(Data listing Opens)

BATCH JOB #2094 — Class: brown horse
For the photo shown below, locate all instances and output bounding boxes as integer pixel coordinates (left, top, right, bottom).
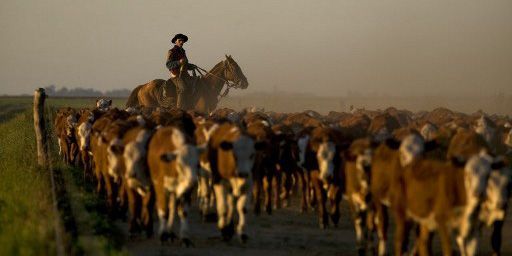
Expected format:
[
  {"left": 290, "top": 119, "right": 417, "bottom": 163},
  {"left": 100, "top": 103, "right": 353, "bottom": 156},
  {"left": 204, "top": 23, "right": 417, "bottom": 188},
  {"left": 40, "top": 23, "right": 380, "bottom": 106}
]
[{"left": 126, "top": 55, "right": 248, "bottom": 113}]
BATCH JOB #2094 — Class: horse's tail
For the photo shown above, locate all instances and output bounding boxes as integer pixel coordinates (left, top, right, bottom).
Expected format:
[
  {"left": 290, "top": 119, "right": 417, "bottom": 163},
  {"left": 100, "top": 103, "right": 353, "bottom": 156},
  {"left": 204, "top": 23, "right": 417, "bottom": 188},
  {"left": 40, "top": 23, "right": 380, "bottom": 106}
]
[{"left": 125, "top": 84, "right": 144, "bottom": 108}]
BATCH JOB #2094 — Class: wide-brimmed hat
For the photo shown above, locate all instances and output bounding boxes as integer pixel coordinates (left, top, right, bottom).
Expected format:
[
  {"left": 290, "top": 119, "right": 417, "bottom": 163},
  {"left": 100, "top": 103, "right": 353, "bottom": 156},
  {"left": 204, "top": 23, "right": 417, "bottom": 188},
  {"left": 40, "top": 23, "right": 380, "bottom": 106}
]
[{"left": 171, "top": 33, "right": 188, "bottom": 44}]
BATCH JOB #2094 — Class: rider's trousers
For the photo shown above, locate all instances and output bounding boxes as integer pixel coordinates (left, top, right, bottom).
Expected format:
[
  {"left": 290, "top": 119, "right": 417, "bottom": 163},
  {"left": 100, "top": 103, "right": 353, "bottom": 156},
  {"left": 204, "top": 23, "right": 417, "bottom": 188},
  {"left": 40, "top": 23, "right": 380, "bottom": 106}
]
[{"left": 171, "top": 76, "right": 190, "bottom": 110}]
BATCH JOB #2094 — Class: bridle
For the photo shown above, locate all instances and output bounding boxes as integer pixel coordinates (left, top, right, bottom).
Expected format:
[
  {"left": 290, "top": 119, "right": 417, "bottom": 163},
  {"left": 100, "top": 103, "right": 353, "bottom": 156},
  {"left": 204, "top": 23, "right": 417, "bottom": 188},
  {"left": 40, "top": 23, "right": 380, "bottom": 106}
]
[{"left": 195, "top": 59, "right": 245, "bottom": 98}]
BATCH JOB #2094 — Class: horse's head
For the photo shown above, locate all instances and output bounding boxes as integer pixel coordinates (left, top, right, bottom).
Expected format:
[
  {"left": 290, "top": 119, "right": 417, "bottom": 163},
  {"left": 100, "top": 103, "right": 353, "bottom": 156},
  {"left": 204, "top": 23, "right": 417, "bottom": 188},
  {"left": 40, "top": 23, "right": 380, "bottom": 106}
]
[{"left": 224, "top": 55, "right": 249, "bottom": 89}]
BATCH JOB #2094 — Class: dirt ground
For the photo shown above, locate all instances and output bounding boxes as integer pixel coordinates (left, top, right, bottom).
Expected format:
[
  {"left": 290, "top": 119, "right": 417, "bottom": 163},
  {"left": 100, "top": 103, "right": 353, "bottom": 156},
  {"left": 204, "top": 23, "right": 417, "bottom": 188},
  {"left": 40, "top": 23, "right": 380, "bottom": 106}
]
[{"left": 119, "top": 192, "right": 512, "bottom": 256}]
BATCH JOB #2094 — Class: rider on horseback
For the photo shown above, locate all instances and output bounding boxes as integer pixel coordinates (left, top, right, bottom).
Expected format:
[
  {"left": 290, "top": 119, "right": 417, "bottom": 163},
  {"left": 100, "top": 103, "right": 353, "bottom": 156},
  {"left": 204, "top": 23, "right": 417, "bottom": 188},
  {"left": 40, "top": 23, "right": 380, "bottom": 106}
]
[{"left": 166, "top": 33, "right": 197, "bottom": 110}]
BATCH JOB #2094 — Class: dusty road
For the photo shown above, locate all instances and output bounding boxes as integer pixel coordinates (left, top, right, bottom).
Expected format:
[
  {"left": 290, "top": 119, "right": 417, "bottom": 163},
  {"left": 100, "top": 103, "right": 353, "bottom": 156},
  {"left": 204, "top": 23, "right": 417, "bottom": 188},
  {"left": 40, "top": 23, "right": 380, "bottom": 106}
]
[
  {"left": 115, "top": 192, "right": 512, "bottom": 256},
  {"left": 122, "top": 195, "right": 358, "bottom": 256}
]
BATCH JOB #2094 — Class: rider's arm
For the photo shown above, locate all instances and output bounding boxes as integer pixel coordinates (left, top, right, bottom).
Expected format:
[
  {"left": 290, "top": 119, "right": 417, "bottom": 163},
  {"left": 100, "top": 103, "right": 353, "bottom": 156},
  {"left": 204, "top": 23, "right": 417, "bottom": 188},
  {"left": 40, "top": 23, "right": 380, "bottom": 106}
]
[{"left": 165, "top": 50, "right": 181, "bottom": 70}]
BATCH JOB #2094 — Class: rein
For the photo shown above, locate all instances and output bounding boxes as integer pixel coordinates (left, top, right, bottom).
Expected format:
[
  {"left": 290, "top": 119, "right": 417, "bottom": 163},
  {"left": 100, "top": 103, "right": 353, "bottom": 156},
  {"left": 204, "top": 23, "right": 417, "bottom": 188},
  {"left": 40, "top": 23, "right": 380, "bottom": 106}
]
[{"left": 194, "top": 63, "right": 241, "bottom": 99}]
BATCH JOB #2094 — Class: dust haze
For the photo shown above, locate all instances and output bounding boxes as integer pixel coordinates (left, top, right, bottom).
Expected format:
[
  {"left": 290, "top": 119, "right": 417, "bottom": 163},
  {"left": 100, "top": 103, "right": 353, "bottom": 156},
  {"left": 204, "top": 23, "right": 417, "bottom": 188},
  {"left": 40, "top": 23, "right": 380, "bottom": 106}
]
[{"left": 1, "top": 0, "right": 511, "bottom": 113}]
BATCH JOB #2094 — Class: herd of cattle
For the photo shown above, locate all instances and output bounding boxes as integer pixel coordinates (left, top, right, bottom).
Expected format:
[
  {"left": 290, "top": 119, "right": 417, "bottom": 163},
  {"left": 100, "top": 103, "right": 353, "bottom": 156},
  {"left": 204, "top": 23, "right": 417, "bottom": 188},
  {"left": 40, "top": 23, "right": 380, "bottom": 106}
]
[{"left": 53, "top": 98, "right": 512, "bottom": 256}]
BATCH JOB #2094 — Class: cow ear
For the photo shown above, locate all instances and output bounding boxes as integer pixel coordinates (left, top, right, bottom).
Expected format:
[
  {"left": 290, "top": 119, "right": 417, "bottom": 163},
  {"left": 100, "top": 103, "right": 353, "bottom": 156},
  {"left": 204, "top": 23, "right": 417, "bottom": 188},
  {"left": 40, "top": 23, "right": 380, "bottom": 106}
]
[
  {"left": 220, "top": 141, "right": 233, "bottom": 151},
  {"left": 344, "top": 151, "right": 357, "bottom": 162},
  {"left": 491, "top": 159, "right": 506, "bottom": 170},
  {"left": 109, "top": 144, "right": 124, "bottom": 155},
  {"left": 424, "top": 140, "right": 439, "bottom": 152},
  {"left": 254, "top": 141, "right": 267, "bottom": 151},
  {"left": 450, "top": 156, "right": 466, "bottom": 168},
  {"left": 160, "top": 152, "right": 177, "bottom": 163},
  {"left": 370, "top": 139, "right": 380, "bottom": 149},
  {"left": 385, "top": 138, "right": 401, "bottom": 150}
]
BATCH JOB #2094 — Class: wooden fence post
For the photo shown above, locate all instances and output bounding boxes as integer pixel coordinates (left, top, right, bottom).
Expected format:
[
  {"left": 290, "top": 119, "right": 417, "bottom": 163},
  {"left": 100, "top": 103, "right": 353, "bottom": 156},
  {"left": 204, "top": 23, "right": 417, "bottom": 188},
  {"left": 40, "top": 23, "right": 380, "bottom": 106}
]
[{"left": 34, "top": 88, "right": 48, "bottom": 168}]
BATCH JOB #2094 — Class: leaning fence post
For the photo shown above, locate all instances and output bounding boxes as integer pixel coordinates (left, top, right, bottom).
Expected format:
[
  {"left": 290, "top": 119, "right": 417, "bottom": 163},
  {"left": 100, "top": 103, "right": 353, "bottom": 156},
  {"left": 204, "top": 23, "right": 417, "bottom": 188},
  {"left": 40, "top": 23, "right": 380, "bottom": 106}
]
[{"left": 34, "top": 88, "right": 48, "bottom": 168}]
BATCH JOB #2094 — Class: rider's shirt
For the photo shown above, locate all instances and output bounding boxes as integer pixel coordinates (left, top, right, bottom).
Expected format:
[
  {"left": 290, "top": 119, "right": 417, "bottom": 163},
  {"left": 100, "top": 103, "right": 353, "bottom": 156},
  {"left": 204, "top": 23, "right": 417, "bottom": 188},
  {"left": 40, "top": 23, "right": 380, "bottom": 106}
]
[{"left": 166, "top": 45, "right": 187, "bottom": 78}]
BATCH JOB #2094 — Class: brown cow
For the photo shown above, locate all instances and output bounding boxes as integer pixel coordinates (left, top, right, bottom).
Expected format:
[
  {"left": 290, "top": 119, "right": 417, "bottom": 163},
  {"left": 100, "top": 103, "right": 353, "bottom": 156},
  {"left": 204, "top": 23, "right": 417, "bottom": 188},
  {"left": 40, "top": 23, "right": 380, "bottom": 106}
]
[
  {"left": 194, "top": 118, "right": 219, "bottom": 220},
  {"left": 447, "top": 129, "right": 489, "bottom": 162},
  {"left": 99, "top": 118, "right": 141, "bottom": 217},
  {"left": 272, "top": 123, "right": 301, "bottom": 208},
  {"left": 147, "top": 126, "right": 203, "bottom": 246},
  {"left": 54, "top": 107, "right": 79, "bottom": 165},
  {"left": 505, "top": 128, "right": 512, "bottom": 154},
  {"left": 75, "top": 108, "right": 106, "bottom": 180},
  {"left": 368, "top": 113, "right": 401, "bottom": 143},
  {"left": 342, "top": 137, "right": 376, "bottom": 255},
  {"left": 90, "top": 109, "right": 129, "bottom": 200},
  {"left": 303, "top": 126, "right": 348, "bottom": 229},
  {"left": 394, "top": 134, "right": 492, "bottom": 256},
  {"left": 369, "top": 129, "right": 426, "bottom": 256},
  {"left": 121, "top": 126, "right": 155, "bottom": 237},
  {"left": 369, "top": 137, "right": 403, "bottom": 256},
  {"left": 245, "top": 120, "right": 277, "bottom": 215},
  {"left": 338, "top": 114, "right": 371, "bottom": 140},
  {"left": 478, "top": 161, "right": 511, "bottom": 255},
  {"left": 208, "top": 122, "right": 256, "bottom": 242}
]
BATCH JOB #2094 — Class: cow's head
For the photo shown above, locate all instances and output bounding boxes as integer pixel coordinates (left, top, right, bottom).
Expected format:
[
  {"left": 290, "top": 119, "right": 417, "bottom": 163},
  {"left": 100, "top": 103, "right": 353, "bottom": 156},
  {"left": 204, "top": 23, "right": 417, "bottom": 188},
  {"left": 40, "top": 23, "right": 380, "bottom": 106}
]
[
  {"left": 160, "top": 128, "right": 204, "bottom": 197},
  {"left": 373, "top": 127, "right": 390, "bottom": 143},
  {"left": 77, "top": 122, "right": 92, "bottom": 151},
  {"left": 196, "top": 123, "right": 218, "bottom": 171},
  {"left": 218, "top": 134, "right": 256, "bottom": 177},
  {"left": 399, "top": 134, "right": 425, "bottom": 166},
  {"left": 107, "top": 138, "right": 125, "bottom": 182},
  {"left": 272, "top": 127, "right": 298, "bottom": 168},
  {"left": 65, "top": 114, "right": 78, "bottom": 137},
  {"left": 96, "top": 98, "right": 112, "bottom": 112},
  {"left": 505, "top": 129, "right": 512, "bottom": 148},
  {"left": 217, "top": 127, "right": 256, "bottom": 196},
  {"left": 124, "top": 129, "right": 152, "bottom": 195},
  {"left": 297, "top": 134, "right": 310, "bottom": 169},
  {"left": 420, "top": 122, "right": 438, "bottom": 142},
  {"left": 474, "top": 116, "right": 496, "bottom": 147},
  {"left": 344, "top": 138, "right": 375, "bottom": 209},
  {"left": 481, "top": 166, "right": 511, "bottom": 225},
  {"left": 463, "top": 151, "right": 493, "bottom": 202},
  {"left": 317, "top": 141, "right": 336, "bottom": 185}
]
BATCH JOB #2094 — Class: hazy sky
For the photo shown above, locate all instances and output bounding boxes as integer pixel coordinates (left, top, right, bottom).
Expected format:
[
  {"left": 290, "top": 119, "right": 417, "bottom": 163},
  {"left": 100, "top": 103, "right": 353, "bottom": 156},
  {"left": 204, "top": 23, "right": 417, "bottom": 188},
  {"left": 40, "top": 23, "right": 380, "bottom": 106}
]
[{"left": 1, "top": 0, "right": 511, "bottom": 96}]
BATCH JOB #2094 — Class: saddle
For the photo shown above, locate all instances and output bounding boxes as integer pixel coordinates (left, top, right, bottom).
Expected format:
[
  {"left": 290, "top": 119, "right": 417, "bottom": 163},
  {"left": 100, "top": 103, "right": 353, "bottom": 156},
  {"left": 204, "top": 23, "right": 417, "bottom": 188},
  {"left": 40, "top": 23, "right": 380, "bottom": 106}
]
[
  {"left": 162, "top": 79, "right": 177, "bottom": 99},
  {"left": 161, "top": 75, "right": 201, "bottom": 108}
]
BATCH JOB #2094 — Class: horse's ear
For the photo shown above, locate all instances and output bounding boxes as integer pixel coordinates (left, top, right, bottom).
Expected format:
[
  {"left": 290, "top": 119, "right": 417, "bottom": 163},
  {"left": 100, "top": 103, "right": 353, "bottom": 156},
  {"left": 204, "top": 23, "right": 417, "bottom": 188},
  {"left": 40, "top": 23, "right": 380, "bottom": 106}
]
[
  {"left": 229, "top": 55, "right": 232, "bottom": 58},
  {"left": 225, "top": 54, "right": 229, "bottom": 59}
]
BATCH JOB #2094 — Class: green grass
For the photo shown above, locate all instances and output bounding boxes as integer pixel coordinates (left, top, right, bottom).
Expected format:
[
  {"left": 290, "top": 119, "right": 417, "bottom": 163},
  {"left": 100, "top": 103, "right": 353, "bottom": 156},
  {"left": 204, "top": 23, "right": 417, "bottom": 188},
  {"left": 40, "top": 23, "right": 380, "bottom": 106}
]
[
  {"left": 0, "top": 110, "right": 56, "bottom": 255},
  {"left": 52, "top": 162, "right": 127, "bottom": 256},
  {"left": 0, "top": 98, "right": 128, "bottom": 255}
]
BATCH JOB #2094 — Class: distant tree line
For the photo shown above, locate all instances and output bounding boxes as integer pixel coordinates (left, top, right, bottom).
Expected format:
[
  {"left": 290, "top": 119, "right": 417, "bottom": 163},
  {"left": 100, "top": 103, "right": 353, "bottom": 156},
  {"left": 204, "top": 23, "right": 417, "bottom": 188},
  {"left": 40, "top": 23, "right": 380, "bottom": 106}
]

(Data listing Closes)

Count the lines of the records that include the word "fence", please, and report the number alone.

2